■ **THE PROBLEM**
Leave every image out, and return the rest of the data word for word.

Start of INFORMATION

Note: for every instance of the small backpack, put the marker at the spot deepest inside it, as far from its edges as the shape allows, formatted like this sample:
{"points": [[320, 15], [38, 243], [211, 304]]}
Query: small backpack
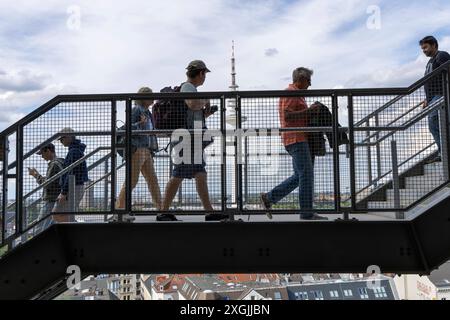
{"points": [[170, 114]]}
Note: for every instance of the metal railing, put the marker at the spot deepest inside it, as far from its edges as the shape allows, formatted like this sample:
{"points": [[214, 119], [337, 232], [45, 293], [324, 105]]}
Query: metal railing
{"points": [[386, 131]]}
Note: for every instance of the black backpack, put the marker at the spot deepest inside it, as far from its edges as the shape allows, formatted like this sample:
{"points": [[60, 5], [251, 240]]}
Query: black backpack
{"points": [[170, 114]]}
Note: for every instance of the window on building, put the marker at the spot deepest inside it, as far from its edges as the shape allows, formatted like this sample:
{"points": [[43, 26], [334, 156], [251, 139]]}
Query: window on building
{"points": [[303, 295], [318, 295], [334, 294], [363, 293], [380, 292], [348, 293]]}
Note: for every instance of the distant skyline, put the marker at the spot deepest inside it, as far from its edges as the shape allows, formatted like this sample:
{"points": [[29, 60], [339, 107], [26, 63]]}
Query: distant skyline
{"points": [[55, 47]]}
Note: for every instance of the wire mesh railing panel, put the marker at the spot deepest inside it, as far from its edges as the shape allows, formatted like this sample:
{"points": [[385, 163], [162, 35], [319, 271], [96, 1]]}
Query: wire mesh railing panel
{"points": [[53, 144], [395, 155]]}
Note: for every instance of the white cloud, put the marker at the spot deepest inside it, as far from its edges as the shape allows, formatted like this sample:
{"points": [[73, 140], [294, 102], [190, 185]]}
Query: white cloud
{"points": [[124, 45]]}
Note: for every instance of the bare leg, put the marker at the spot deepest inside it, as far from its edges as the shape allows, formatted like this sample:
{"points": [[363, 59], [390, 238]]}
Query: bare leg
{"points": [[149, 173], [137, 160], [171, 190], [202, 189]]}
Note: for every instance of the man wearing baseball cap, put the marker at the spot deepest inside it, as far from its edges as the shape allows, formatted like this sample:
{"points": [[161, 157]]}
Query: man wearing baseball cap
{"points": [[197, 111], [75, 153], [51, 191]]}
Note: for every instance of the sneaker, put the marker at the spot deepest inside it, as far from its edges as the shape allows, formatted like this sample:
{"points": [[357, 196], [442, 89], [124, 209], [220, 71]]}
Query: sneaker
{"points": [[315, 216], [216, 217], [433, 160], [125, 218], [166, 217], [265, 203]]}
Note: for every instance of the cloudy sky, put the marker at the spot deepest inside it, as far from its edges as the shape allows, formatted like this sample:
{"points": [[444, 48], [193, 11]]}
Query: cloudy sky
{"points": [[51, 47]]}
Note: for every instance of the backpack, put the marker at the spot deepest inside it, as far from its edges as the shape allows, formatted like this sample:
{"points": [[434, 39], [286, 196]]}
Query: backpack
{"points": [[121, 140], [170, 114]]}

End of INFORMATION

■ **OUTPUT OF THE EXERCISE**
Note: for every instance of the small backpack, put the marker at the spot deepest inside it, as far from its edges as the shape allows, formatted like this sample:
{"points": [[320, 15], [38, 243], [211, 304]]}
Query: small backpack
{"points": [[170, 114]]}
Note: for every instance of the metal railing, put the marker at the spot deepest inside it, as far from its edges as the shape allows, formatted like this sample:
{"points": [[214, 119], [337, 232], [45, 293], [324, 105]]}
Query: metal railing
{"points": [[386, 131]]}
Note: for every instance of the black backpack, put the marker at the spot deepest inside it, as far from its edges as the shape allows, formatted like this sample:
{"points": [[60, 5], [251, 240]]}
Query: black backpack
{"points": [[170, 114]]}
Note: for every instance of the window on building, put the marker at the spot deepest inside it, as far from its edges as the shape allows, formatted like this sample:
{"points": [[43, 26], [334, 156], [251, 139]]}
Query: window on building
{"points": [[303, 295], [318, 295], [334, 294], [363, 293], [380, 292], [348, 293]]}
Note: for every instance of the distant skyline, put the marker at the spot deepest inside it, as far from its edges as the shape allows, formatted like this sample:
{"points": [[29, 60], [339, 107], [26, 63]]}
Query: distant skyline
{"points": [[55, 47]]}
Note: for every instance of the wire mesh railing panel, put the marker at the spot deepest inside it, as far from its edges as the shape allows, formatted like this sample:
{"points": [[385, 163], [162, 35], [319, 271], [96, 1]]}
Query: wire mesh railing panel
{"points": [[53, 144], [395, 155]]}
Note: for every instance of the white cloud, put the marker at the spot deepest inside it, as far from its edges as the shape allows, formatted like this sample:
{"points": [[73, 140], [294, 102], [190, 185]]}
Query: white cloud
{"points": [[124, 45]]}
Note: for every instance of the bare leg, put the marker at the spot deepest inside it, as far from its edges as the shape allows, formatted like this sample:
{"points": [[363, 59], [390, 238]]}
Query: bare leg
{"points": [[149, 173], [137, 160], [171, 190], [202, 189]]}
Note: for every instance of the man wearing baseball cap, put the marker at the spot deepest inside it, as far from its edges as the shape allows, formatted like this sample:
{"points": [[161, 157]]}
Query: man wearing baseball cap
{"points": [[197, 111], [75, 153], [51, 191]]}
Note: for every instance of the sneaker, put the marker at the spot deepest inside it, as far from its edges as the shape allows, formatted like this sample:
{"points": [[357, 196], [442, 89], [124, 209], [220, 71]]}
Query: sneaker
{"points": [[315, 216], [216, 217], [433, 160], [125, 218], [166, 217], [265, 203]]}
Note: for every instance of the cloudy sky, put the marker at the spot deepest inside it, as far from its edges as the shape allows, formatted like this sample:
{"points": [[444, 48], [193, 11]]}
Query: cloudy sky
{"points": [[51, 47]]}
Note: for every instance of the backpack, put the marker at the spot deepest inside it, as far from its edges as the shape allows, formatted like this sample:
{"points": [[434, 39], [286, 196]]}
Query: backpack
{"points": [[121, 140], [170, 114]]}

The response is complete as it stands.